(Collection entries)

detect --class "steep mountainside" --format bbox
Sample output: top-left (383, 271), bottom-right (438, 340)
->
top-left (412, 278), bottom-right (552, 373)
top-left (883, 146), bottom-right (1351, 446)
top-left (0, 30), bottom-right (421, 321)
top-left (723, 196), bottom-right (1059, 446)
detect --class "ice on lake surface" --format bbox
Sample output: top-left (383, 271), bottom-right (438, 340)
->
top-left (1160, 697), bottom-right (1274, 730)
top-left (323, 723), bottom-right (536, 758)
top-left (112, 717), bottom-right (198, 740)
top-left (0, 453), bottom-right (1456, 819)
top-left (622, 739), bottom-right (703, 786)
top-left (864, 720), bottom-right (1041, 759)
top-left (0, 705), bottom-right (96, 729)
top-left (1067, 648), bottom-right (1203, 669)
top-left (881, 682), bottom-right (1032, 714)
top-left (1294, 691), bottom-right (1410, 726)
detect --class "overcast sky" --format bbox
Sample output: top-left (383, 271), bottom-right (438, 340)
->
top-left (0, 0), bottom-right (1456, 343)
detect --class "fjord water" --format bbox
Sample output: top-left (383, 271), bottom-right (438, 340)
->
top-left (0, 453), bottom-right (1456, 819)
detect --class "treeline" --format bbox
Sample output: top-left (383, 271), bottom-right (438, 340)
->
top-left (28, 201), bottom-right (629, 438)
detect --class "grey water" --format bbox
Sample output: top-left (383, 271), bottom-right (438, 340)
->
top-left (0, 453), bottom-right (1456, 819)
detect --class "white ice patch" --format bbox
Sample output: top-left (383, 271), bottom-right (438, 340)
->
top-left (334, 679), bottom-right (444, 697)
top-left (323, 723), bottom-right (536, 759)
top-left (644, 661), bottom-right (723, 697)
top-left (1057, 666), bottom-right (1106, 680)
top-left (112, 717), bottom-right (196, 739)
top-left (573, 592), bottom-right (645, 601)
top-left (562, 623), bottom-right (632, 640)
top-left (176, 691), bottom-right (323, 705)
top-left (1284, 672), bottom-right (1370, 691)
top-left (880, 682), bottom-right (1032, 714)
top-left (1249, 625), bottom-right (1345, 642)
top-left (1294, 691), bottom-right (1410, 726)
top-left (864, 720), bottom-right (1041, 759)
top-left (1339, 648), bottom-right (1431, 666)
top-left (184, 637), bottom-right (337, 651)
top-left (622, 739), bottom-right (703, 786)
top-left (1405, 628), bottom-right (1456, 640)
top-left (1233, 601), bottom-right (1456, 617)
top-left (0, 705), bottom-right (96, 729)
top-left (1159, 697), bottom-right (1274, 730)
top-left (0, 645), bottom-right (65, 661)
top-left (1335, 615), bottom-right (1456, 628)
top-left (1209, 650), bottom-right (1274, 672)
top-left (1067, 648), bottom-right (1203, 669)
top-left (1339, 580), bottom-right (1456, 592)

TASK PROMPT:
Repeat the lines above exactly.

PROBLEM SOLUTION:
detect --class "steep mountainside" --format bbox
Sample output: top-left (383, 271), bottom-right (438, 340)
->
top-left (412, 278), bottom-right (552, 373)
top-left (883, 146), bottom-right (1351, 446)
top-left (0, 30), bottom-right (421, 321)
top-left (723, 196), bottom-right (1059, 446)
detect --class "ice on lake surface" --format bbox
Sample output: top-left (383, 271), bottom-right (438, 340)
->
top-left (1160, 697), bottom-right (1274, 730)
top-left (323, 723), bottom-right (536, 758)
top-left (112, 717), bottom-right (198, 740)
top-left (0, 453), bottom-right (1456, 819)
top-left (622, 739), bottom-right (703, 786)
top-left (864, 720), bottom-right (1041, 759)
top-left (0, 705), bottom-right (96, 729)
top-left (1067, 648), bottom-right (1203, 669)
top-left (881, 682), bottom-right (1032, 714)
top-left (1294, 691), bottom-right (1410, 726)
detect --class "overcast sky" --format bbox
Sample output: top-left (383, 271), bottom-right (438, 340)
->
top-left (0, 0), bottom-right (1456, 343)
detect --class "fjord water" --format bbox
Sample output: top-left (383, 271), bottom-right (438, 340)
->
top-left (0, 453), bottom-right (1456, 819)
detect --class "treeline" --format bbox
Sample output: top-left (383, 271), bottom-right (438, 340)
->
top-left (28, 201), bottom-right (629, 438)
detect --class "grey water" --format bbox
Sample output: top-left (383, 271), bottom-right (438, 340)
->
top-left (0, 453), bottom-right (1456, 819)
detect --class "white ice patch" --format bbox
Sample output: top-left (383, 271), bottom-right (438, 340)
->
top-left (334, 679), bottom-right (444, 697)
top-left (323, 723), bottom-right (536, 759)
top-left (644, 661), bottom-right (723, 697)
top-left (1057, 666), bottom-right (1106, 680)
top-left (112, 717), bottom-right (196, 739)
top-left (573, 592), bottom-right (645, 601)
top-left (562, 623), bottom-right (632, 640)
top-left (176, 691), bottom-right (323, 705)
top-left (1284, 672), bottom-right (1370, 691)
top-left (880, 682), bottom-right (1032, 714)
top-left (1249, 625), bottom-right (1345, 642)
top-left (1294, 691), bottom-right (1410, 726)
top-left (864, 720), bottom-right (1041, 759)
top-left (1339, 648), bottom-right (1431, 666)
top-left (184, 637), bottom-right (337, 651)
top-left (622, 739), bottom-right (703, 786)
top-left (1405, 628), bottom-right (1456, 640)
top-left (1233, 601), bottom-right (1456, 617)
top-left (0, 705), bottom-right (96, 729)
top-left (1159, 697), bottom-right (1274, 730)
top-left (0, 645), bottom-right (65, 661)
top-left (1335, 615), bottom-right (1456, 628)
top-left (1209, 650), bottom-right (1274, 672)
top-left (1067, 648), bottom-right (1203, 669)
top-left (1339, 580), bottom-right (1456, 592)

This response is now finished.